**WORK REQUIRED:** Can you transcribe the data exactly? Leave the pictures out.

**RECORD EXTRACTS:**

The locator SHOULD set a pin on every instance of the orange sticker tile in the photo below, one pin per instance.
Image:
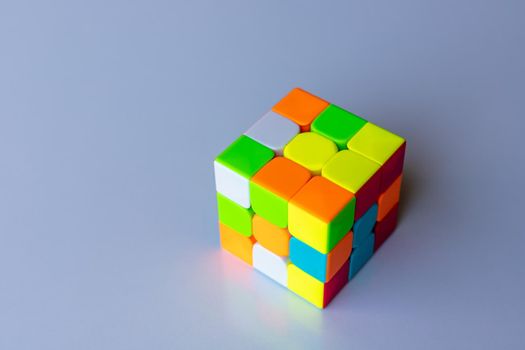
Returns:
(301, 107)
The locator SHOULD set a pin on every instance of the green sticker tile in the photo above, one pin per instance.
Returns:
(338, 125)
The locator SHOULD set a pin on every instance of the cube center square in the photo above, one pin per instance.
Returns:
(273, 186)
(311, 150)
(308, 194)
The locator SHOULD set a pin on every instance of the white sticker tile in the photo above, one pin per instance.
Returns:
(270, 264)
(274, 131)
(232, 185)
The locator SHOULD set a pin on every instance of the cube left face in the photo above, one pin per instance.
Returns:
(236, 165)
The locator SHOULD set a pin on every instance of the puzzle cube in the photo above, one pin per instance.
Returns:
(308, 194)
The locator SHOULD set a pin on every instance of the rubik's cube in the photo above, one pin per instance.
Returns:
(308, 194)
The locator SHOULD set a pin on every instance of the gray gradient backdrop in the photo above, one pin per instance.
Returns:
(111, 113)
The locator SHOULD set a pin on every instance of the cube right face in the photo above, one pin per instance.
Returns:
(308, 194)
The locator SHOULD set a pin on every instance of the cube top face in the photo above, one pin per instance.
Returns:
(375, 143)
(273, 131)
(308, 193)
(245, 156)
(300, 107)
(350, 170)
(311, 150)
(338, 125)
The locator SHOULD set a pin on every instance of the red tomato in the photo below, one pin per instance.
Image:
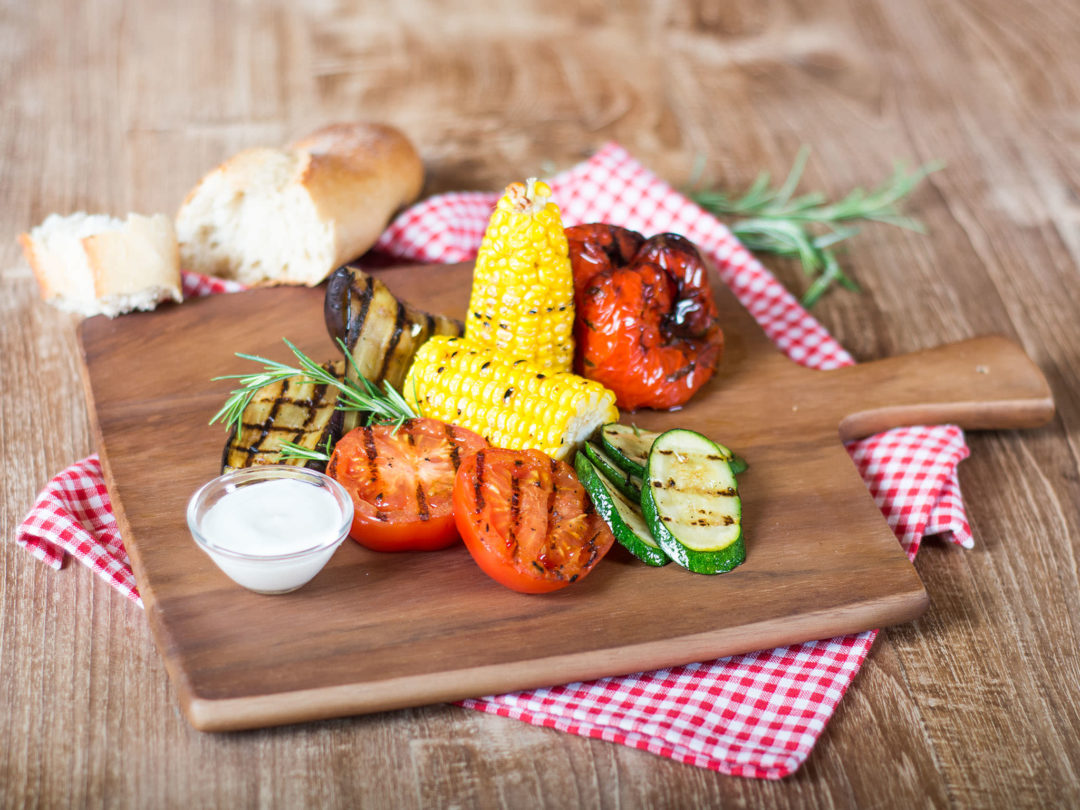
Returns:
(527, 521)
(402, 482)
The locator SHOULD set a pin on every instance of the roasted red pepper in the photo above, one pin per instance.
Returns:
(646, 324)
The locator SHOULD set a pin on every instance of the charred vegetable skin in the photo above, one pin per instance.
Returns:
(292, 410)
(379, 331)
(646, 327)
(527, 521)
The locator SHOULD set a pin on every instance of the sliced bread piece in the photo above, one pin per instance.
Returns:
(93, 264)
(294, 215)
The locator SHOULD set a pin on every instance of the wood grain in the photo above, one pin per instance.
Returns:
(124, 105)
(822, 562)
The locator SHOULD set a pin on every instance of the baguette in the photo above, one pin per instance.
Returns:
(292, 216)
(99, 265)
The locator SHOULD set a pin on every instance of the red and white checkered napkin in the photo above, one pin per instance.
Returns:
(753, 715)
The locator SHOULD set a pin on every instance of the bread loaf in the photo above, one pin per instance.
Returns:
(99, 265)
(293, 215)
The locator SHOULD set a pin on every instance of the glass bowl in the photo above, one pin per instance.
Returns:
(265, 529)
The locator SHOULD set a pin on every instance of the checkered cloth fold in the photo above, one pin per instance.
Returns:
(752, 715)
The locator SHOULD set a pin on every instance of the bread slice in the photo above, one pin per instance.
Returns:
(93, 264)
(294, 215)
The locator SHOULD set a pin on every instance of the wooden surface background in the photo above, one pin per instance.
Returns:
(118, 106)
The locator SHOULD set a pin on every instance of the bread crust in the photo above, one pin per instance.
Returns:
(125, 265)
(353, 176)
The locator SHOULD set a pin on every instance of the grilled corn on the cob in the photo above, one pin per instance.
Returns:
(522, 300)
(512, 403)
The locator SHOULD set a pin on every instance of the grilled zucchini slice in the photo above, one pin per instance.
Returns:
(621, 513)
(629, 447)
(690, 502)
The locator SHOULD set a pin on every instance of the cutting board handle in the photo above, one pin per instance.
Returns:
(986, 382)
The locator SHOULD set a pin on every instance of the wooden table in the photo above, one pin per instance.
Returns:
(119, 106)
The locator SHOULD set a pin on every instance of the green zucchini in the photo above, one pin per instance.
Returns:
(629, 445)
(622, 514)
(690, 502)
(626, 483)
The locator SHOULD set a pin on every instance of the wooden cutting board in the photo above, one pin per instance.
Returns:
(382, 631)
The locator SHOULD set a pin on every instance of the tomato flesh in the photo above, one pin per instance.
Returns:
(401, 481)
(527, 521)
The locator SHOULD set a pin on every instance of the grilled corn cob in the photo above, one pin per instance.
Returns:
(512, 403)
(522, 300)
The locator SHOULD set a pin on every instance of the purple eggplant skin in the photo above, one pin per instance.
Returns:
(294, 410)
(379, 331)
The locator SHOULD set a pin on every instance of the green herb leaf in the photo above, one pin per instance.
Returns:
(807, 227)
(382, 407)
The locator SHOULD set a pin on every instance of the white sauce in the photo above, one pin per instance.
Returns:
(271, 518)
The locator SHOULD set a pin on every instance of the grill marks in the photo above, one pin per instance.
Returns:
(302, 413)
(395, 336)
(481, 481)
(380, 332)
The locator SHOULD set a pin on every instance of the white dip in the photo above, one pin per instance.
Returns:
(268, 520)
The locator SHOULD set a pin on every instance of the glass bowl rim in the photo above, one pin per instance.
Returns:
(250, 475)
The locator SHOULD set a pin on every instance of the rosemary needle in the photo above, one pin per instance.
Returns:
(385, 407)
(807, 227)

**REPLY TO THE TASK:**
The locator SHOULD set a pin on every instance of the orange sticker tile in the photo below, one pin per instance.
Image:
Returns:
(301, 107)
The locator SHOULD set a pin on every instance of the green sticker tile in the photo above, one pin per instance.
Returns:
(338, 125)
The locator SHOULD set a pin on every instance of the cube center square in the photo above, one pin per instance.
Returns:
(273, 186)
(311, 150)
(308, 194)
The locator SHOULD set a pin on every instance of the white sticker tile in the photo above, one pin per instance.
Returns:
(270, 264)
(274, 131)
(232, 185)
The locator SHOULD set a pin on every instance of the cube left face in the photo above, one pin per instance.
Returns:
(236, 165)
The locator SHOULD set a pin on every instance of the puzzle cube in the photo above, one pin per instance.
Returns:
(308, 194)
The locator SHOULD set a pin on every instance of the rubik's cube in the photo above, one pin per instance.
Returns:
(308, 194)
The locator SHOULD set a pin on every instance of the gray gradient backdrop in the photo above, one pin per instance.
Returns:
(111, 113)
The locator SHOULD set a pin on every instance of the cube right face in the photo above, one pin per instance.
Returns:
(308, 194)
The locator SHOULD set a pin on every instance of the cube top face in the photo above, one pin per instance.
Returns:
(375, 143)
(273, 131)
(308, 193)
(245, 156)
(300, 107)
(350, 170)
(311, 150)
(338, 125)
The locator SHOULD set a pin on every instance of the red tomato in the photo below, one pin per instance.
Image:
Returns:
(527, 521)
(402, 482)
The locator SHOULD set a pin on every instance of the roasted red pepper in the photo above, one pin per instance.
Returns:
(646, 324)
The locator SHOULD set a pin on every instance of the charred vegetable skin in the photo above, one pin per instance.
Returns:
(292, 410)
(379, 331)
(646, 327)
(527, 521)
The locator SHOULD set a pin on every instance of the sliced bread piece in the photo above, one pin per instance.
Returns:
(93, 264)
(294, 215)
The locator SHOULD set a pin on every instance of the wood grain in the photo above, one pin per instance.
Returns:
(124, 105)
(822, 562)
The locator SHOULD set a pin on every instance of the baguette in the photo above, one pin per instance.
Returns:
(292, 216)
(99, 265)
The locator SHOULD set a pin on every instance of the red and white checkered napkin in the photo above, one pin per instance.
Returns:
(753, 715)
The locator SHOULD set a pin on every instance of the bread loaf in the photo above, one pin per instance.
Returns:
(99, 265)
(293, 215)
The locator SHOULD set a pin on every instance of the glass bowl in the photo above, one pin per instance.
Returns:
(265, 529)
The locator SHOULD set a pin on every instance of the checkered cloth fold in the photo above, one pin per instance.
Returns:
(752, 715)
The locator SHOULD set a pin on every instance of the bread slice in the photo above, one pin per instance.
Returns:
(93, 264)
(294, 215)
The locator SHOULD set a pin on every instance of the wooden surface background in the photo above, one pin per instance.
Returns:
(118, 106)
The locator SHOULD set a pin on every instance of the bread crust in the photo above, one pin per instance.
Returns:
(125, 265)
(353, 176)
The locator SHOULD set a pin on every instance of the grilled corn on the cob in the photo above, one pin per instance.
Returns:
(522, 300)
(512, 403)
The locator SHOULD set a pin on every instance of the grilled zucchini slice in the photo above, one pin per instance.
Returns:
(621, 513)
(629, 447)
(690, 502)
The locator SHOULD set a pin on every instance of the cutting board handle in the photo above, one pin per instance.
Returns:
(986, 382)
The locator SHOULD set a pin on every instance of the wooden table in the photo above, one pin per instance.
Returns:
(119, 106)
The locator SHOULD set a pin on every instance of the green zucchini in the photo above, one pin per instance.
Returns:
(629, 445)
(622, 514)
(690, 502)
(626, 483)
The locator SHOULD set a pin on every instance of the wooden cutting board in the photo above, one pin per instance.
Returns:
(382, 631)
The locator SHOULD set a pin on every instance of the tomato flesh in the photo above, one pin per instance.
Returns:
(401, 481)
(527, 521)
The locator SHOULD set a pin on every instance of the grilled corn cob in the photo above, one pin per instance.
Returns:
(512, 403)
(522, 300)
The locator SHOULD set a pin on every instance of the purple eggplant skin in the photo above, one pin per instance.
Returns:
(294, 410)
(379, 331)
The locator SHOULD set a pin on every instance of the green herb leaf in the photo above, one pin per instance.
Returns:
(807, 227)
(382, 407)
The locator SHOULD set a pin on every instance of the white sauce in the photo above, one pin per instance.
Returns:
(271, 518)
The locator SHOULD set a pin on every instance of the grill marks in the photo above, one pin per instance.
Returns:
(302, 413)
(395, 336)
(481, 481)
(380, 332)
The locator SHOULD set a pin on every instance of the white dip in the photo above, one pin per instance.
Returns:
(268, 520)
The locator SHOULD set a pin on every instance of the glass bowl rim in the photo above, one pin per instance.
Returns:
(250, 475)
The locator SHOULD set a pin on every instance of the rosemary needle in the photo above, one pin per instance.
Returns:
(385, 407)
(807, 227)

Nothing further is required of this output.